Set problem: In the lines below, change each "drop a single dot" to "place one point" and keep everything else the same. Give the lines back without the pictures.

Records for the task:

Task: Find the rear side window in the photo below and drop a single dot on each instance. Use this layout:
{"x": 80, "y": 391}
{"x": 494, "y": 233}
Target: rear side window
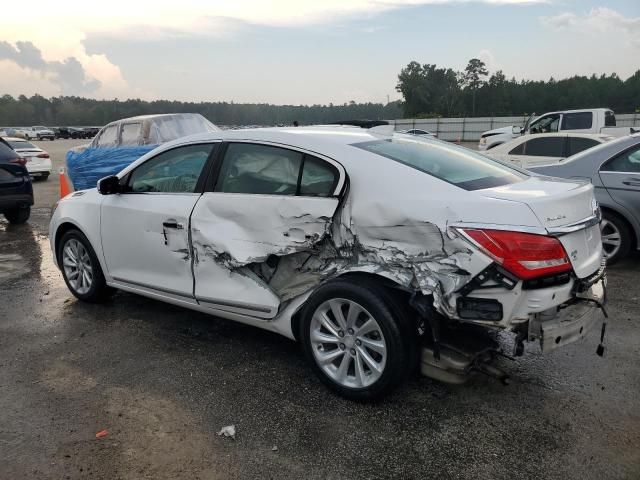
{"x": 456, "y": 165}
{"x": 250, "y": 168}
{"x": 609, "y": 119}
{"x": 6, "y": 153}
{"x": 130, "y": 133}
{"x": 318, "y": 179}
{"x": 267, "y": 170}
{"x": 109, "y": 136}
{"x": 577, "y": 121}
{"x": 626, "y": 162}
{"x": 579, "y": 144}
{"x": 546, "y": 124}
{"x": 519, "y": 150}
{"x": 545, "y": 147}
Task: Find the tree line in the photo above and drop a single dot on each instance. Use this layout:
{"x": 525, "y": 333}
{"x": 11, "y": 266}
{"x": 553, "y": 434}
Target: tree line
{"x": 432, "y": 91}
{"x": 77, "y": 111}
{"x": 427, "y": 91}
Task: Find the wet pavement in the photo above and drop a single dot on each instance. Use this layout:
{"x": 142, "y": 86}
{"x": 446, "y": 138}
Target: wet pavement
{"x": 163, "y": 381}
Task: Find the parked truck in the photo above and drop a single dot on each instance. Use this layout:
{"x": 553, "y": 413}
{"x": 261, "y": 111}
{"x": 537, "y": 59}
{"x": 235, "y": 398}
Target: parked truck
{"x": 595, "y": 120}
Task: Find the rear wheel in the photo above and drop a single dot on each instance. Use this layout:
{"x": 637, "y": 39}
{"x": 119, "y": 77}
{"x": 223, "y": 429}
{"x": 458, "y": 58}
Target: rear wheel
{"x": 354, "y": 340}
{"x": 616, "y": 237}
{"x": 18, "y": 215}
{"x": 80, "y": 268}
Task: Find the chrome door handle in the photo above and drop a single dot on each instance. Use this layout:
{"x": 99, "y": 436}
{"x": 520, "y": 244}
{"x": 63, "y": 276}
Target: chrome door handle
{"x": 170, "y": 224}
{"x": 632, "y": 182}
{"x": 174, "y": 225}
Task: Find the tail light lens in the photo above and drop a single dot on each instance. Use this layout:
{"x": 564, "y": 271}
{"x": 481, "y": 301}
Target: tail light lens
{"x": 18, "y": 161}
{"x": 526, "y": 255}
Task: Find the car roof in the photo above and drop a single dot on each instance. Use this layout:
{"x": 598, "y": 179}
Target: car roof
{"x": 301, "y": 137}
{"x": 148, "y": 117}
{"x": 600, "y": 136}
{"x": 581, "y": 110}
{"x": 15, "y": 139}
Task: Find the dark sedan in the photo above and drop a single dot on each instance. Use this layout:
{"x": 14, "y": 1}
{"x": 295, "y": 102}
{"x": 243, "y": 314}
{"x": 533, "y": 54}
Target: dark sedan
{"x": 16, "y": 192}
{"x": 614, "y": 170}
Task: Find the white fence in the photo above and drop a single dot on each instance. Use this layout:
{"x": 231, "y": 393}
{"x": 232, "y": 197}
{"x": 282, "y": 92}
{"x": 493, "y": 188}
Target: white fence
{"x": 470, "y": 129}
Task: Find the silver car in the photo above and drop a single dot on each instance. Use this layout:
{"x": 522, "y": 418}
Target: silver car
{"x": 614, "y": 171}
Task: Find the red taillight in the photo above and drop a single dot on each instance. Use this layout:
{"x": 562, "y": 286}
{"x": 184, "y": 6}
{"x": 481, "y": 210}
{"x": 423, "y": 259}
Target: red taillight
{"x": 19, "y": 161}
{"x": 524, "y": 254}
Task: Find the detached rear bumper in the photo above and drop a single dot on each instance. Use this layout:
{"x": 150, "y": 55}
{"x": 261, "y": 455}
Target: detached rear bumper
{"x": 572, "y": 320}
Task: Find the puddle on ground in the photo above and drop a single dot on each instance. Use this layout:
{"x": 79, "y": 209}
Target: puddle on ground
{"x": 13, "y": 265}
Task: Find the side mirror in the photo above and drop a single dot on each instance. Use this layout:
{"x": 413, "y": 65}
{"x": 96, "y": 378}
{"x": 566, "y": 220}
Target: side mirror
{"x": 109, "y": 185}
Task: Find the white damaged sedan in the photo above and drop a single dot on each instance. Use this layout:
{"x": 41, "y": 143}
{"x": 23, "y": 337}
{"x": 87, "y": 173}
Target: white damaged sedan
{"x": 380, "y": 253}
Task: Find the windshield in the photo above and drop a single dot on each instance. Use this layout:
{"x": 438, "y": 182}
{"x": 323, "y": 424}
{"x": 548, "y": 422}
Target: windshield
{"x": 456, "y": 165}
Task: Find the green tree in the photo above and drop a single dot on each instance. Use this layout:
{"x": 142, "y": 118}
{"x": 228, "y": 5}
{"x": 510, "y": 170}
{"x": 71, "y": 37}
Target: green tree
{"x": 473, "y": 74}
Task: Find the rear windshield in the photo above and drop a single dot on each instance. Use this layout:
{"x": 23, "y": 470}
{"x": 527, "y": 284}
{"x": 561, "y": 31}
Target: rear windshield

Full response:
Task: Find the rear side window in the photo below and place one point on each instance. Use this layout:
{"x": 80, "y": 391}
{"x": 494, "y": 233}
Target: rear side window
{"x": 456, "y": 165}
{"x": 250, "y": 168}
{"x": 609, "y": 119}
{"x": 6, "y": 153}
{"x": 130, "y": 133}
{"x": 318, "y": 179}
{"x": 267, "y": 170}
{"x": 109, "y": 136}
{"x": 577, "y": 121}
{"x": 626, "y": 162}
{"x": 579, "y": 144}
{"x": 546, "y": 124}
{"x": 519, "y": 150}
{"x": 545, "y": 147}
Task: Find the tree line in the photo above and place one point on each instance. Use this layout:
{"x": 525, "y": 333}
{"x": 11, "y": 266}
{"x": 553, "y": 434}
Target: tree line
{"x": 432, "y": 91}
{"x": 77, "y": 111}
{"x": 427, "y": 91}
Task: Find the wet pavement in the photo above and place one point on each instance. Use this layout:
{"x": 142, "y": 86}
{"x": 446, "y": 138}
Target: wet pavement
{"x": 163, "y": 381}
Task: Find the parked truck in the photo above and place one point on each instance. Use this layout:
{"x": 553, "y": 413}
{"x": 261, "y": 111}
{"x": 537, "y": 59}
{"x": 235, "y": 398}
Target: parked truck
{"x": 595, "y": 120}
Task: Find the rear wheel in the photo above and place one point on each instance. Use this layout:
{"x": 637, "y": 39}
{"x": 119, "y": 77}
{"x": 223, "y": 429}
{"x": 458, "y": 58}
Target: rear wheel
{"x": 354, "y": 340}
{"x": 616, "y": 237}
{"x": 18, "y": 215}
{"x": 80, "y": 268}
Task: Find the chrome door handle in the photo above and place one point on each instance. Use this layout:
{"x": 99, "y": 436}
{"x": 520, "y": 244}
{"x": 63, "y": 276}
Target: chrome door handle
{"x": 170, "y": 224}
{"x": 632, "y": 182}
{"x": 174, "y": 225}
Task: Find the tail light lens in the photo above and place one point on each instance. Use this layout:
{"x": 564, "y": 271}
{"x": 481, "y": 301}
Target: tail light lens
{"x": 18, "y": 161}
{"x": 526, "y": 255}
Task: Find the car roof in the photo above and place one point on each instance. Use this layout:
{"x": 598, "y": 179}
Target: car roof
{"x": 301, "y": 137}
{"x": 148, "y": 117}
{"x": 600, "y": 136}
{"x": 581, "y": 110}
{"x": 15, "y": 139}
Task: Find the dark sedan in the photo above and place one point on each instance. Use this layout:
{"x": 14, "y": 1}
{"x": 295, "y": 102}
{"x": 243, "y": 314}
{"x": 533, "y": 54}
Target: dark sedan
{"x": 16, "y": 192}
{"x": 614, "y": 170}
Task: Find the white fence in the photo above and place one point on each instance. Use this layout:
{"x": 231, "y": 393}
{"x": 232, "y": 197}
{"x": 282, "y": 92}
{"x": 493, "y": 188}
Target: white fence
{"x": 470, "y": 129}
Task: Find the silver car in the photo above and place one point on each instance. Use this layout:
{"x": 522, "y": 418}
Target: silver car
{"x": 614, "y": 171}
Task: Find the red taillight in the photo above and place one point on each instance. Use this layout:
{"x": 562, "y": 286}
{"x": 184, "y": 6}
{"x": 481, "y": 210}
{"x": 423, "y": 259}
Target: red taillight
{"x": 19, "y": 161}
{"x": 524, "y": 254}
Task: Find the detached rear bumper in the photo above and place one point on each instance. Use this layout:
{"x": 150, "y": 55}
{"x": 261, "y": 455}
Target: detached rear bumper
{"x": 572, "y": 320}
Task: Find the puddle on ground in the photo above and place one point on each instance. Use this layout:
{"x": 79, "y": 209}
Target: puddle on ground
{"x": 13, "y": 265}
Task: Find the side mirror in the photo above and place one point on each instance. Use this layout:
{"x": 413, "y": 65}
{"x": 96, "y": 378}
{"x": 566, "y": 220}
Target: side mirror
{"x": 109, "y": 185}
Task: Find the white damaged sedan in the photo above and place one point on each instance. Use this layout:
{"x": 41, "y": 143}
{"x": 23, "y": 337}
{"x": 87, "y": 173}
Target: white damaged sedan
{"x": 380, "y": 253}
Task: Find the windshield in the photo above and place one point on each instance. Use this layout:
{"x": 438, "y": 182}
{"x": 323, "y": 424}
{"x": 548, "y": 422}
Target: windshield
{"x": 456, "y": 165}
Task: Find the green tree in the photo above and place one point on each instance. Use this layout:
{"x": 142, "y": 118}
{"x": 228, "y": 5}
{"x": 510, "y": 170}
{"x": 71, "y": 37}
Target: green tree
{"x": 473, "y": 74}
Task: Find the rear windshield in the photo above and place one point on each instance. Use this layout:
{"x": 23, "y": 470}
{"x": 527, "y": 284}
{"x": 561, "y": 31}
Target: rear windshield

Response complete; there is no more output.